STORED DATA:
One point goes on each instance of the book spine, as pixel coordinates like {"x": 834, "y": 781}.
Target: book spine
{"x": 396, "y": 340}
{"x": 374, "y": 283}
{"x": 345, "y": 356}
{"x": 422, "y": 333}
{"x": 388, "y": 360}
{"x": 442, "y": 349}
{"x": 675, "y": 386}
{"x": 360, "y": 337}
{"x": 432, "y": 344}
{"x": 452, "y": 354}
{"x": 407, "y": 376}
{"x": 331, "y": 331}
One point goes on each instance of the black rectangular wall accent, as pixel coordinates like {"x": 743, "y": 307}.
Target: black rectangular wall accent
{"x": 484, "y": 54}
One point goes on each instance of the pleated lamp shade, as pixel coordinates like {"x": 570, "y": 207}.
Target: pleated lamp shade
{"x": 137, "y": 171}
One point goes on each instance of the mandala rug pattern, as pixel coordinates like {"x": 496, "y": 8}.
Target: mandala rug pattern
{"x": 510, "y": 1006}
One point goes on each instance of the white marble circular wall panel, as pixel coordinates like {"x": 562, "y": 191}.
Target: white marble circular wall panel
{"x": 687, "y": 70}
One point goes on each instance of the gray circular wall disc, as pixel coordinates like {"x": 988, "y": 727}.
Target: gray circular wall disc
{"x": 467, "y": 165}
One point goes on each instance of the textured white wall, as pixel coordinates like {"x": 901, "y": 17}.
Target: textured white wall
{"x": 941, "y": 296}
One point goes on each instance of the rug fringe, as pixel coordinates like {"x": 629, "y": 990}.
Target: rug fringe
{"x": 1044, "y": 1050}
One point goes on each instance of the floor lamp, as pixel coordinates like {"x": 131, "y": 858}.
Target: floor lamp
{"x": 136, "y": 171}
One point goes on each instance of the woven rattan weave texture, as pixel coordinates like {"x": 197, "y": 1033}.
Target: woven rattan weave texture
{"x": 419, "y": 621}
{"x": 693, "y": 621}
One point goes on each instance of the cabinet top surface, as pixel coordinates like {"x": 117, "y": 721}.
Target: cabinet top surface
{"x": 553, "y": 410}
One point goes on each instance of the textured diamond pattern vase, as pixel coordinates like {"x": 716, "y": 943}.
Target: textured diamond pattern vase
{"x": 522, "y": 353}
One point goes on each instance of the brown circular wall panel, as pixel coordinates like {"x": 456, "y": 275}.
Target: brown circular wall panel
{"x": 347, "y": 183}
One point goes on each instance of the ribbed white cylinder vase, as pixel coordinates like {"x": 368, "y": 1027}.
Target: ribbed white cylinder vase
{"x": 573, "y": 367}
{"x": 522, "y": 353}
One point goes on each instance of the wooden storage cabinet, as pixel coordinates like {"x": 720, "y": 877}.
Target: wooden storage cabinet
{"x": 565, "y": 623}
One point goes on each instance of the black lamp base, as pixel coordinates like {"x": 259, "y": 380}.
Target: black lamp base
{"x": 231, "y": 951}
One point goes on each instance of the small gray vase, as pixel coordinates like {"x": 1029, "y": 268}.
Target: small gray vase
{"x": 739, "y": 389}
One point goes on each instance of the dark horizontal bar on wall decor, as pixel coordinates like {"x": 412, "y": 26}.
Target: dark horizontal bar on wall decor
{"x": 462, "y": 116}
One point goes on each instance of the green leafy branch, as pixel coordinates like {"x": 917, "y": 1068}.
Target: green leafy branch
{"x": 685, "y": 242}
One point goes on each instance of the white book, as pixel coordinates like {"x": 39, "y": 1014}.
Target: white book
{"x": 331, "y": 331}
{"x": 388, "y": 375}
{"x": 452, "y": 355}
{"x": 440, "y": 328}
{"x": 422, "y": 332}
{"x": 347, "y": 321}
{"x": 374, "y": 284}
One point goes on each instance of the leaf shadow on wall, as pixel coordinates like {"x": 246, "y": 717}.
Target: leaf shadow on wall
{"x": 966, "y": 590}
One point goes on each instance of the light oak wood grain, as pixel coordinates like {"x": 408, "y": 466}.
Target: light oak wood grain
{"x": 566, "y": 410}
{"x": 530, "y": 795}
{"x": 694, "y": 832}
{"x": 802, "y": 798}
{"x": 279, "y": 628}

WHAT YOU ARE ASKED TO DO:
Output the full listing without altering anything.

FINAL RESULT:
One point goes on each instance of the book spine, as pixel coordinates like {"x": 834, "y": 781}.
Target: book spine
{"x": 396, "y": 340}
{"x": 374, "y": 283}
{"x": 345, "y": 356}
{"x": 422, "y": 333}
{"x": 388, "y": 360}
{"x": 442, "y": 349}
{"x": 675, "y": 386}
{"x": 360, "y": 337}
{"x": 432, "y": 344}
{"x": 452, "y": 354}
{"x": 407, "y": 376}
{"x": 331, "y": 331}
One point goes on each instance of the black rectangular wall accent, as pixel coordinates like {"x": 743, "y": 307}.
Target: black rectangular wall accent
{"x": 484, "y": 54}
One point goes on each instance of the pleated lamp shade, as pixel coordinates like {"x": 570, "y": 207}.
Target: pleated lamp shade
{"x": 137, "y": 171}
One point goes on each instance of the mandala rug pattern, as pixel coordinates like {"x": 496, "y": 8}.
Target: mandala rug pattern
{"x": 510, "y": 1006}
One point goes on each instance of the white marble circular wall panel, as pixel coordinates like {"x": 562, "y": 191}.
Target: white marble circular wall panel
{"x": 687, "y": 70}
One point goes on each instance of the gray circular wall disc, as pixel coordinates like {"x": 988, "y": 727}.
Target: gray circular wall disc
{"x": 467, "y": 165}
One point goes on each instance of the textured white wall, as pixel coordinates like {"x": 901, "y": 17}.
Target: textured white wall
{"x": 941, "y": 296}
One point goes on each instance of the rug fringe, as pixel coordinates like {"x": 629, "y": 990}.
Target: rug fringe
{"x": 1044, "y": 1050}
One point goes on each instance of the floor lamp, as pixel coordinates like {"x": 131, "y": 858}.
Target: floor lamp
{"x": 136, "y": 171}
One point goes on each instance of the woven rattan weave texture, as pixel coordinates like {"x": 197, "y": 1033}.
Target: woven rattan weave texture
{"x": 419, "y": 621}
{"x": 693, "y": 621}
One point goes on each instance of the cabinet top surface, as pixel coordinates like {"x": 117, "y": 721}.
Target: cabinet top surface
{"x": 553, "y": 410}
One point goes on each instance of the textured diamond pattern vase, as pixel coordinates like {"x": 716, "y": 943}.
Target: textured diamond pattern vase
{"x": 522, "y": 353}
One point goes on each instance of the brown circular wall panel, as pixel coordinates like {"x": 456, "y": 275}.
Target: brown circular wall panel
{"x": 347, "y": 183}
One point goes on each instance of the ribbed white cylinder vase, as pixel coordinates like {"x": 368, "y": 1027}.
Target: ribbed white cylinder vase
{"x": 573, "y": 367}
{"x": 522, "y": 353}
One point goes on each instance of the wooden storage cabinet, as pixel coordinates like {"x": 720, "y": 877}.
Target: wooden storage cabinet
{"x": 565, "y": 623}
One point goes on each instance of the black lamp base, as pixel coordinates like {"x": 259, "y": 380}.
Target: black lamp base
{"x": 231, "y": 951}
One point goes on each instance of the small gray vase, as pixel coordinates like {"x": 1029, "y": 268}.
Target: small gray vase
{"x": 739, "y": 389}
One point goes on each instance of the dark horizontal bar on wall decor, as pixel coordinates like {"x": 412, "y": 26}.
Target: dark horizontal bar on wall decor
{"x": 462, "y": 116}
One point goes on each instance of the green leafy branch, as pixel coordinates like {"x": 917, "y": 1068}.
Target: green leafy branch
{"x": 685, "y": 242}
One point goes on each instance of the white book, as pixel coordinates like {"x": 39, "y": 1014}.
Target: white book
{"x": 331, "y": 331}
{"x": 388, "y": 375}
{"x": 452, "y": 355}
{"x": 440, "y": 328}
{"x": 422, "y": 332}
{"x": 347, "y": 321}
{"x": 374, "y": 284}
One point goes on each instance of the leaf shadow on wall, as pixel coordinates like {"x": 246, "y": 717}.
Target: leaf shadow on wall
{"x": 966, "y": 590}
One point goes on each instance of the light oak wood grain, as pixel coordinates like {"x": 408, "y": 466}.
Target: light oak wood grain
{"x": 566, "y": 410}
{"x": 530, "y": 795}
{"x": 694, "y": 832}
{"x": 802, "y": 798}
{"x": 279, "y": 628}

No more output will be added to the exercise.